*Input rows*.
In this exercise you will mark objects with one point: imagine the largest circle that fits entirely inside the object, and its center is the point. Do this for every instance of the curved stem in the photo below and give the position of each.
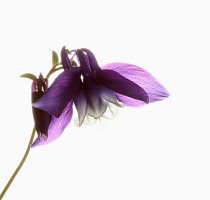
(20, 165)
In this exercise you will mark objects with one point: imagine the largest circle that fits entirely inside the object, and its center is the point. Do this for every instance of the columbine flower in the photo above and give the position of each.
(93, 89)
(48, 128)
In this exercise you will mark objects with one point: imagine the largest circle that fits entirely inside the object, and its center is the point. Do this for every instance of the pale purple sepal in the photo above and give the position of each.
(141, 77)
(61, 92)
(56, 126)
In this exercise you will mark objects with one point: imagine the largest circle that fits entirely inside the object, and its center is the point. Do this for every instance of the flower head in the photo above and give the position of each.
(93, 89)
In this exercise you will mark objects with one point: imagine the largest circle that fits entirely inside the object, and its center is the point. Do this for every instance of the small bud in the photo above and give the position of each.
(55, 59)
(28, 75)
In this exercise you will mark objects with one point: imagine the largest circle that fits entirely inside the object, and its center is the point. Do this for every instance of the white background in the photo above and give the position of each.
(160, 151)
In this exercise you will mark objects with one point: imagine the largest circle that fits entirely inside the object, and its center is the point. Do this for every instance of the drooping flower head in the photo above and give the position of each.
(93, 89)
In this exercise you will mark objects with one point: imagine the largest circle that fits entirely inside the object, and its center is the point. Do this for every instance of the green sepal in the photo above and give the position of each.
(55, 59)
(28, 75)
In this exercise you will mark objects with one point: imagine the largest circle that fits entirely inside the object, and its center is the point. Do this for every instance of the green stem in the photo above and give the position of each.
(20, 165)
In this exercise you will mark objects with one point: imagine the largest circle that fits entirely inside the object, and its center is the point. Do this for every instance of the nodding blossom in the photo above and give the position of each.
(48, 128)
(96, 91)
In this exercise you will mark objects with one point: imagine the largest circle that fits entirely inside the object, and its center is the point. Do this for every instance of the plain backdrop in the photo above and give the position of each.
(160, 151)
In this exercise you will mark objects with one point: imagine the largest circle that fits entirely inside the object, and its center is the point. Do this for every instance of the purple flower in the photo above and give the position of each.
(94, 91)
(48, 128)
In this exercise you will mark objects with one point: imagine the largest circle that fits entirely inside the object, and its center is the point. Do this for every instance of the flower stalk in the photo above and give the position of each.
(20, 164)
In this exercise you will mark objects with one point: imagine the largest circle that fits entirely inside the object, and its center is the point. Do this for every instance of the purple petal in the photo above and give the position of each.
(144, 79)
(118, 83)
(65, 59)
(57, 126)
(61, 92)
(108, 95)
(81, 106)
(84, 63)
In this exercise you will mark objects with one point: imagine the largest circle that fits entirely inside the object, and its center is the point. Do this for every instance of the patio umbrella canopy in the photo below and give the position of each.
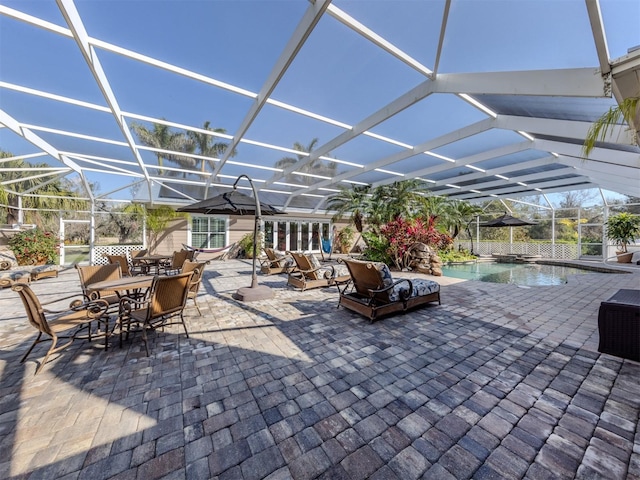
(240, 204)
(230, 202)
(506, 221)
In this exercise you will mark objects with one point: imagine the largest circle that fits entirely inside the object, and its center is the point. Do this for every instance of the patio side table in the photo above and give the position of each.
(619, 325)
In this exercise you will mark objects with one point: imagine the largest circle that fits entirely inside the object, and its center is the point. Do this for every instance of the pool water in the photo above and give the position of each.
(516, 273)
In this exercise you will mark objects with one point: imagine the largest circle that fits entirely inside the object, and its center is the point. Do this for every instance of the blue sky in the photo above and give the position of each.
(337, 73)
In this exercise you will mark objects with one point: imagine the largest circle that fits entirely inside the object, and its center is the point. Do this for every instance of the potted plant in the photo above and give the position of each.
(623, 228)
(345, 239)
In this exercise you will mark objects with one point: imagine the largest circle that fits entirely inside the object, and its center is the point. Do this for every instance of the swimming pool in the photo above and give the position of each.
(517, 273)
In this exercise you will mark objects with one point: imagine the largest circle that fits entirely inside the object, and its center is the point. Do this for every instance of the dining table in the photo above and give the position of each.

*The exercise*. Through the last line of the entries above, beginning at the line containing "of the swimming", transcribe each line exactly, both ends included and nothing more.

*Worked solution*.
In this exercise you will mark objects with one point: imagine the largest circle that fits entirely inside the object, and its center is the point. Do this for every instance of the swimming pool in the photo above and give the position of each.
(517, 273)
In this exercise you will mark objects with one point: imagine the largest circle that fits entirely inside the object, and its center is the point. Do this for every instance of the dining table in the photo above and give the position of each.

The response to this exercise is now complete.